* [Short task] Begin at the line that contains "Agricultural drone survey: scan the aerial photo for small" and stop after the line that contains "147, 34, 160, 58", then write out only those lines of the records, keeping each request line as it is. Scale every bounding-box coordinate in the answers by 1.25 and round to whole numbers, with halves rounded up.
***** Provided data *****
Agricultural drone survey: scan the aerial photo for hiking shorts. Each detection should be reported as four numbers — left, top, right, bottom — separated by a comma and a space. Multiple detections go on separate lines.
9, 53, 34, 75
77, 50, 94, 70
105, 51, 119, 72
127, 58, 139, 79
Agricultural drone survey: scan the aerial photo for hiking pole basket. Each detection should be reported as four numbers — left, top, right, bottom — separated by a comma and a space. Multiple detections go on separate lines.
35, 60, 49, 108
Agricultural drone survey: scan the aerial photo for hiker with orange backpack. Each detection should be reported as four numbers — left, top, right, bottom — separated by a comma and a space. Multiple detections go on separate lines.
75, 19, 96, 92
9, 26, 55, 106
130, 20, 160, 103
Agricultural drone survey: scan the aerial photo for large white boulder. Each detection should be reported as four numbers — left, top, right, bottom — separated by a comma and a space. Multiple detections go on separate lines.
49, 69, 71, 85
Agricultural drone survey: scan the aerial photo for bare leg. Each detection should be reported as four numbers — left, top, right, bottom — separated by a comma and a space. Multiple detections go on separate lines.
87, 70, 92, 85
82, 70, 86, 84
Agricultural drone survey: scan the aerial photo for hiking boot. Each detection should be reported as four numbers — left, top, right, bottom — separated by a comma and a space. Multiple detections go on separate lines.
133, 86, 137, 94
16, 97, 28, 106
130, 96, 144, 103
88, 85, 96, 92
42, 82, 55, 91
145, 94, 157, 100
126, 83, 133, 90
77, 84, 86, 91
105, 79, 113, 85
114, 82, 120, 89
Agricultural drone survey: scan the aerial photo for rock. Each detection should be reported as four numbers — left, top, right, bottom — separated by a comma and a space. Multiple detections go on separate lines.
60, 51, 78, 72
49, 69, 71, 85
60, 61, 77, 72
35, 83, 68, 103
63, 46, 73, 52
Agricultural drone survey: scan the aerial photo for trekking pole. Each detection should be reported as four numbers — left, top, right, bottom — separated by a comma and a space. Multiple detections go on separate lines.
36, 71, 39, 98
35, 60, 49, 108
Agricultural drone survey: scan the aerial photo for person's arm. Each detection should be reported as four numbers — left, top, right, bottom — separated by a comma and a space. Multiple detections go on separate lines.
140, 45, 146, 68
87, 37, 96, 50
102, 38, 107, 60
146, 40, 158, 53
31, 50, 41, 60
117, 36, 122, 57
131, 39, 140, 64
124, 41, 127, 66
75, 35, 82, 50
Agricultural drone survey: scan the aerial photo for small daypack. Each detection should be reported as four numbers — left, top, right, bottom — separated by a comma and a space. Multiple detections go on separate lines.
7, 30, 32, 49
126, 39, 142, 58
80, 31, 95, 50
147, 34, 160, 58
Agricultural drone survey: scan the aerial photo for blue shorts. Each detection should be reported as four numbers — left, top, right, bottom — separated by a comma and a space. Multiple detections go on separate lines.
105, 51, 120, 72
*****
***** Provided data *****
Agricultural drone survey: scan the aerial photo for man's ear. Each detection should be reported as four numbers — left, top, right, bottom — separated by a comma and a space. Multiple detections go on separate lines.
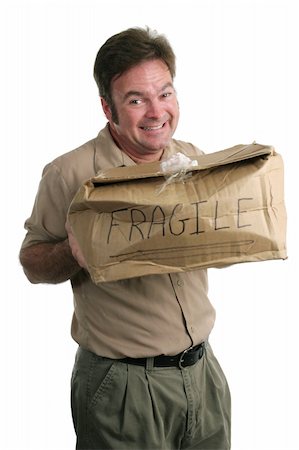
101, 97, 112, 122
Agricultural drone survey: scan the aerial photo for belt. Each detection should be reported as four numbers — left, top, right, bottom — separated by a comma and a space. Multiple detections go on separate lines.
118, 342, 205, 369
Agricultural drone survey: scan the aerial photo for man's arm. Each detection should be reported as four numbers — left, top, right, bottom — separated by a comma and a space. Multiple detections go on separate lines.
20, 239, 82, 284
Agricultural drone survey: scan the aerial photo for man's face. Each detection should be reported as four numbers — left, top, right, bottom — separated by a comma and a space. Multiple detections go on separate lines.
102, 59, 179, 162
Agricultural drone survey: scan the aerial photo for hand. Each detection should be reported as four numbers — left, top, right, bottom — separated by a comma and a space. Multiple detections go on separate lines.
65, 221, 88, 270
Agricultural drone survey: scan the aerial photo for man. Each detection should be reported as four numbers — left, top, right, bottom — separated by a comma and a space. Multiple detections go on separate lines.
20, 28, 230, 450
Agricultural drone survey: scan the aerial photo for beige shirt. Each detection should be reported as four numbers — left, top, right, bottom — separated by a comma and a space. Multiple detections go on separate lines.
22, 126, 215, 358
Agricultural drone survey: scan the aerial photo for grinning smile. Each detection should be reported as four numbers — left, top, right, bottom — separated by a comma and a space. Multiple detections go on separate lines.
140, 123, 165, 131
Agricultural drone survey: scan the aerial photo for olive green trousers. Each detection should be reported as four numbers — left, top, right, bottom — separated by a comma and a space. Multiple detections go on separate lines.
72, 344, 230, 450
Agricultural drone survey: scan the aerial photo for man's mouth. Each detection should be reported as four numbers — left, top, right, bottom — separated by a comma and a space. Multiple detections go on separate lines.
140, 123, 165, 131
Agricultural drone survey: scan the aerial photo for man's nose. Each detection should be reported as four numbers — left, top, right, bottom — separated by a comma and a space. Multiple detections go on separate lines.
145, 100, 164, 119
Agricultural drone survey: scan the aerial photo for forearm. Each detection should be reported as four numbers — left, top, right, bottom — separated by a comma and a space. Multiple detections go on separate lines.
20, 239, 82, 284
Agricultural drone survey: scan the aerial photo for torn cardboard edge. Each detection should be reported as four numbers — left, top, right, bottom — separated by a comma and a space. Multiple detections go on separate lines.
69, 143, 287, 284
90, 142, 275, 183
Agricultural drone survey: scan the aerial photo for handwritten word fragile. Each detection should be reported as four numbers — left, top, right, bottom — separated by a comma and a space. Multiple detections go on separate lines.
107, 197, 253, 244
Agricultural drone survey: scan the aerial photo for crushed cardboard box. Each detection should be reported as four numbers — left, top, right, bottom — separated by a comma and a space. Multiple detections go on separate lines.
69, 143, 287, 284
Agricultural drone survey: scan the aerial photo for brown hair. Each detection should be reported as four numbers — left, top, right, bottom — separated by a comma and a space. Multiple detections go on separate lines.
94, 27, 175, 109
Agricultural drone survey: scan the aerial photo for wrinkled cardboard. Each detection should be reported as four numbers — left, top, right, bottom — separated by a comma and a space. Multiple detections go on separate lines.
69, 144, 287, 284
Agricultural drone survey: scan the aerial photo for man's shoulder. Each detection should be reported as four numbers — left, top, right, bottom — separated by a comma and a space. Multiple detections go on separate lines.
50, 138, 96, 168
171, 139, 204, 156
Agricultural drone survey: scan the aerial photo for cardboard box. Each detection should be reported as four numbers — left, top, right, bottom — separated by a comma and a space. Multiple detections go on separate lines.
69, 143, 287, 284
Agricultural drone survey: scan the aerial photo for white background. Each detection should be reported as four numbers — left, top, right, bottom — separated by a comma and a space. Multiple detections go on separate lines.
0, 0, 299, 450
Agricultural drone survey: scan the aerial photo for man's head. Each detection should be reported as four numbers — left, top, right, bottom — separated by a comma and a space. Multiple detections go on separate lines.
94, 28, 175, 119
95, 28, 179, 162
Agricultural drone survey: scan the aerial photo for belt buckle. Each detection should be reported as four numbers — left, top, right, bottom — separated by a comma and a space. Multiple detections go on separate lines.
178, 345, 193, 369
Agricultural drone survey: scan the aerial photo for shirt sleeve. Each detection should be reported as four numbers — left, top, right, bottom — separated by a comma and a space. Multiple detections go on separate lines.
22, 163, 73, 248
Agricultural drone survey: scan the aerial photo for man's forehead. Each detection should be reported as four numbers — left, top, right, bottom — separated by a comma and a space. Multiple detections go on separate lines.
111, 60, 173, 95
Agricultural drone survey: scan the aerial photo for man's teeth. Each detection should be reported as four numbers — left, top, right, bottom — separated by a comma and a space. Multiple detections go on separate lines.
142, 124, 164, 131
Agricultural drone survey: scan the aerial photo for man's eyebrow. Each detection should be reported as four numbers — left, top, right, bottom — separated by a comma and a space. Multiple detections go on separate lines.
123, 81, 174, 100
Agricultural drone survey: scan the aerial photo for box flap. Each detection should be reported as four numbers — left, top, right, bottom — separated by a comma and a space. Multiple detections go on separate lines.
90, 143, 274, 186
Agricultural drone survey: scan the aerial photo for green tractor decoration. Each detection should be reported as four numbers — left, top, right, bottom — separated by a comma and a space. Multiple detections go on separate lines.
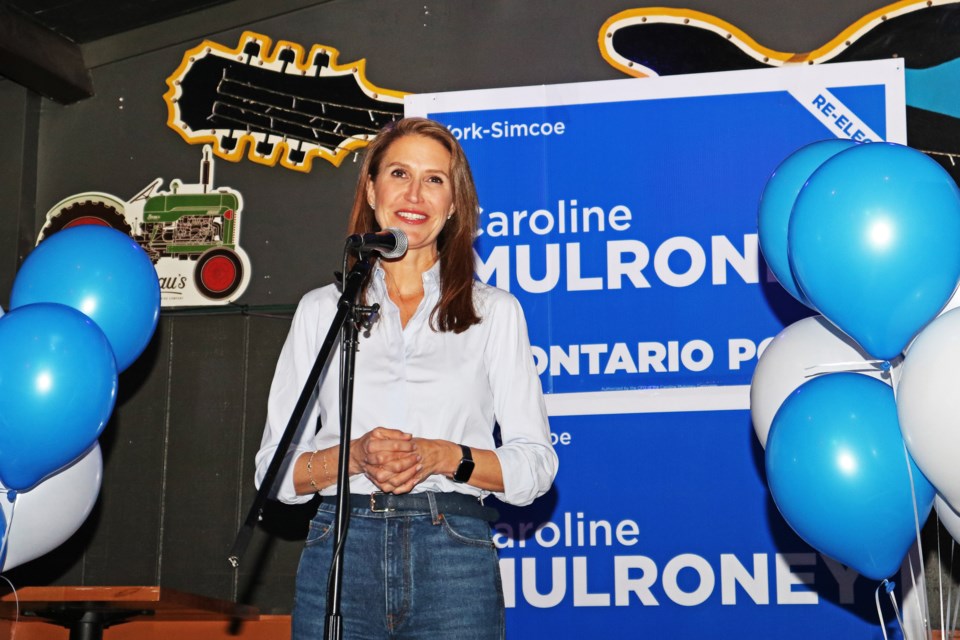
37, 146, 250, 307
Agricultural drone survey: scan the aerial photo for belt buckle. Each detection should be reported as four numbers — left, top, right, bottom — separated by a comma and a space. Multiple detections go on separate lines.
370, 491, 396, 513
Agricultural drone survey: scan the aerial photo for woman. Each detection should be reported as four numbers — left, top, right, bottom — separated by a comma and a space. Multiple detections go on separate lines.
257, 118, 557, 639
*****
***** Provided data *****
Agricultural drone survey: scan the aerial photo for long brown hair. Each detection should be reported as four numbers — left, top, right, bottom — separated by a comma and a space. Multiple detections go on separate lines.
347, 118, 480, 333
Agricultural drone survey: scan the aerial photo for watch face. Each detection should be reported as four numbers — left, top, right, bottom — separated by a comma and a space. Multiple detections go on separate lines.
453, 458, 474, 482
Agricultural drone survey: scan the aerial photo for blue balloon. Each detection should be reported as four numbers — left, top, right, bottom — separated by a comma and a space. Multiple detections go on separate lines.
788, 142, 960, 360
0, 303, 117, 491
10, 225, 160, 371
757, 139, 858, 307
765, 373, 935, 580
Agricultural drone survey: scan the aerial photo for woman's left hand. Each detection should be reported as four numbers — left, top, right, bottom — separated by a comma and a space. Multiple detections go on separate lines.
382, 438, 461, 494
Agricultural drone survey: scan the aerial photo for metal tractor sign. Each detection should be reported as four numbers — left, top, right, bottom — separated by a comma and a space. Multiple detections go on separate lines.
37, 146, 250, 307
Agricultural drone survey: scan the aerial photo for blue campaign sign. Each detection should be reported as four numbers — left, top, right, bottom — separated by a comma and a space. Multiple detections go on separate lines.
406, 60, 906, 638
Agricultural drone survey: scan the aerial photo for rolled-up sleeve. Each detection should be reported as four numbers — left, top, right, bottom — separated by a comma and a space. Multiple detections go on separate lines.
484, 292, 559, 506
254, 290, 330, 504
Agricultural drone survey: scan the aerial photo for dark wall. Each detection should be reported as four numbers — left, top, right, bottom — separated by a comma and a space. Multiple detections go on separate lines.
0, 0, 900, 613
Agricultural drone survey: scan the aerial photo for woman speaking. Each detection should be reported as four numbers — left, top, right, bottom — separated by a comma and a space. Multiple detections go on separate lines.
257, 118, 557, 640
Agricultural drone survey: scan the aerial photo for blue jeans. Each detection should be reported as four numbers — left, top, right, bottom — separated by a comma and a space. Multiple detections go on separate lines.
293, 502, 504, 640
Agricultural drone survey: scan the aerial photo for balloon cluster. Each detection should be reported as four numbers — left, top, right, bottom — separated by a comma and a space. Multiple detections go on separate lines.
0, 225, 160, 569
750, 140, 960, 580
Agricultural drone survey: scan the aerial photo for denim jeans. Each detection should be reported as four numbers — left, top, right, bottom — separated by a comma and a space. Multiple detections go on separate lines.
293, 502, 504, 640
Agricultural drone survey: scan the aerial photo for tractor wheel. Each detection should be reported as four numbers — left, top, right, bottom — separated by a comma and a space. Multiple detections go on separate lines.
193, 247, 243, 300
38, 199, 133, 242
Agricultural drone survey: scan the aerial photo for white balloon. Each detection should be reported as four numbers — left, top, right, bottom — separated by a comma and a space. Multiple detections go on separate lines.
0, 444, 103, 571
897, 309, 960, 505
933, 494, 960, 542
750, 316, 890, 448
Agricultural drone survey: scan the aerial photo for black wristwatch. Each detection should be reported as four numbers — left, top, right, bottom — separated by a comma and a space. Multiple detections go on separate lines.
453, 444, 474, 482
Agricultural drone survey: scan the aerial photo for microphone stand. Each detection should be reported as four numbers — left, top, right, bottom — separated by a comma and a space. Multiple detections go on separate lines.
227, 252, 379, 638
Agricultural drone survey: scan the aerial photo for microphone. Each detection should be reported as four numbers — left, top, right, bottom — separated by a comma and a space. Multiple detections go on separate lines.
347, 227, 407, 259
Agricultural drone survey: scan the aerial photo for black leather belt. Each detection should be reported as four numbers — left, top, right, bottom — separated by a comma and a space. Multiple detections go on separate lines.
*****
* [Expected output]
Agricultural drone survey: scan the aerial photo for small daypack. Each detection should be reported as four numbers — left, top, right, bottom — separated by a comma and a space. Multiple detections go on separate lines.
9, 38, 40, 61
158, 49, 178, 73
100, 39, 119, 63
184, 43, 200, 73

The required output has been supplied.